Выполните задание ::
Переведите на английский язык следующее предложение из фрагмента о Бунине и Прусте: «У обоих писателей – Бунина и Пруста – принципиальное совпадение героя и автора (что не мешает „Жизни Арсеньева“ оставаться „вымышленной автобиографией“, „автобиографией третьего лица“); у обоих – поток воспоминаний, где трудно вычленить сюжет в его традиционном понимании; тема старения, утрат, смерти; идеализация аристократического, дворянского начала; наконец, предельная степень эстетизации мира, когда знакомые явления (театр, бенуар принцессы Бермантской, выступление знаменитой Бермэ и т. д. – у Пруста; провинциальный цирк братьев Труцци, лунная ночь, гибель березы и т. п. – у Бунина) предстают не просто преображенными, но еще и загадочно прекрасными».

Фрагмент источника ::

● ● ● ● ● ● ●

У обоих писателей – Бунина и Пруста – принципиальное совпадение героя и автора (что не мешает «Жизни Арсеньева» оставаться «вымышленной автобиографией», «автобиографией третьего лица»); у обоих – поток воспоминаний, где трудно вычленить сюжет в его традиционном понимании; тема старения, утрат, смерти; идеализация аристократического, дворянского начала; наконец, предельная степень эстетизации мира, когда знакомые явления (театр, бенуар принцессы Бермантской, выступление знаменитой Бермэ и т. д. – у Пруста; провинциальный цирк братьев Труцци, лунная ночь, гибель березы и т. п. – у Бунина) предстают не просто преображенными, но еще и загадочно прекрасными.

● ● ● ● ● ● ●

Исходные данные ::
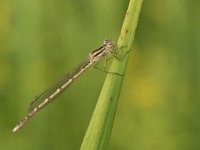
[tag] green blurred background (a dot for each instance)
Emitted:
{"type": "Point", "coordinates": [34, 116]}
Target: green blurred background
{"type": "Point", "coordinates": [159, 107]}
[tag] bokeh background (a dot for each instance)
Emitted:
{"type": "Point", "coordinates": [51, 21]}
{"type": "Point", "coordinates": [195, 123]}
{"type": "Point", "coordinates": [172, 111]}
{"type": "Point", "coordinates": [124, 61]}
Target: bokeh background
{"type": "Point", "coordinates": [159, 106]}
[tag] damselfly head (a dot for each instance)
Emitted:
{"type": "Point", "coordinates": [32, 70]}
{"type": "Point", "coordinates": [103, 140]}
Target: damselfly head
{"type": "Point", "coordinates": [108, 43]}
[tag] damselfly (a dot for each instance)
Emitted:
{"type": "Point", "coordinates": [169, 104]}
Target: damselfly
{"type": "Point", "coordinates": [52, 92]}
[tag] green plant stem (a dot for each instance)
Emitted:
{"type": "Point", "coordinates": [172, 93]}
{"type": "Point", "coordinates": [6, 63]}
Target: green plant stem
{"type": "Point", "coordinates": [98, 133]}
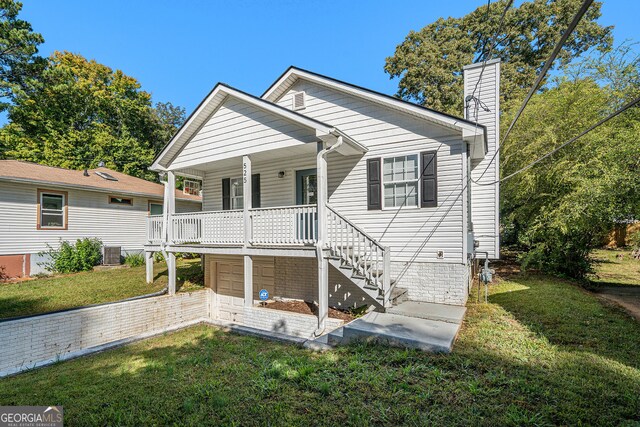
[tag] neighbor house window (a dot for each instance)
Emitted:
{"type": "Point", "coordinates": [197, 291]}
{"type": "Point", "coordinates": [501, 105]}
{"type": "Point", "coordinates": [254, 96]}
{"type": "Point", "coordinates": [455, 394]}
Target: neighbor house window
{"type": "Point", "coordinates": [191, 187]}
{"type": "Point", "coordinates": [237, 193]}
{"type": "Point", "coordinates": [114, 200]}
{"type": "Point", "coordinates": [155, 208]}
{"type": "Point", "coordinates": [52, 210]}
{"type": "Point", "coordinates": [400, 181]}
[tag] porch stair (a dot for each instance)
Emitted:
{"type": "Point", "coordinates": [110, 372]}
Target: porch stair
{"type": "Point", "coordinates": [361, 259]}
{"type": "Point", "coordinates": [411, 324]}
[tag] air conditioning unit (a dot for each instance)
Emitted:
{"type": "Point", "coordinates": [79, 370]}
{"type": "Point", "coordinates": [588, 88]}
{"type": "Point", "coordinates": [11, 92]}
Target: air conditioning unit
{"type": "Point", "coordinates": [111, 255]}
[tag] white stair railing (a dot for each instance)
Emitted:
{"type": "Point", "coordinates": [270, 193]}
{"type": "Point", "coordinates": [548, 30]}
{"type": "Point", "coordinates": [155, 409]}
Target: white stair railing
{"type": "Point", "coordinates": [288, 225]}
{"type": "Point", "coordinates": [155, 226]}
{"type": "Point", "coordinates": [367, 258]}
{"type": "Point", "coordinates": [219, 227]}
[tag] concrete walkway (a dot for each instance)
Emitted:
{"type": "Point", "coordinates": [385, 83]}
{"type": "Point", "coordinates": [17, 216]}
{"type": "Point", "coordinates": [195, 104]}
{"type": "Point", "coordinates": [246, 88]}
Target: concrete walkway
{"type": "Point", "coordinates": [428, 327]}
{"type": "Point", "coordinates": [628, 297]}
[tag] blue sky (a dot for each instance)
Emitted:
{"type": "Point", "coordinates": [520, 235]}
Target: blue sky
{"type": "Point", "coordinates": [178, 50]}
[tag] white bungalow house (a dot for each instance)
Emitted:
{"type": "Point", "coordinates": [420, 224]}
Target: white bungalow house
{"type": "Point", "coordinates": [325, 191]}
{"type": "Point", "coordinates": [42, 205]}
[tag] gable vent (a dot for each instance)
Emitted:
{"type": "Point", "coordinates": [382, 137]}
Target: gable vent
{"type": "Point", "coordinates": [298, 101]}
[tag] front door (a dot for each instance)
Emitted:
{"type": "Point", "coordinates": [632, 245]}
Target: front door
{"type": "Point", "coordinates": [307, 194]}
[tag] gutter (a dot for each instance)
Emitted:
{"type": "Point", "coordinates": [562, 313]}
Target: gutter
{"type": "Point", "coordinates": [322, 155]}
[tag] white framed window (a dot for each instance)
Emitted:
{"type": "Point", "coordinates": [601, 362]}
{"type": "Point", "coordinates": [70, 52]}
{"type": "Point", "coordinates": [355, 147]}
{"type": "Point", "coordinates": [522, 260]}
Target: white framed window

● ● ● ● ● ● ●

Ответ ::
Both writers, Bunin and Proust, share a fundamental coincidence of hero and author (which does not prevent "The Life of Arseniev" from remaining a "fictional autobiography," a "third-person autobiography"); both have a stream of memories in which it is hard to isolate a plot in the traditional sense; the theme of aging, loss, and death; an idealization of the aristocratic, noble principle; and finally, an extreme degree of aestheticization of the world, in which familiar phenomena (the theater, the baignoire of the Princesse de Guermantes, the performance of the famous Berma, etc., in Proust; the provincial circus of the Truzzi brothers, a moonlit night, the death of a birch tree, etc., in Bunin) appear not merely transformed but also mysteriously beautiful.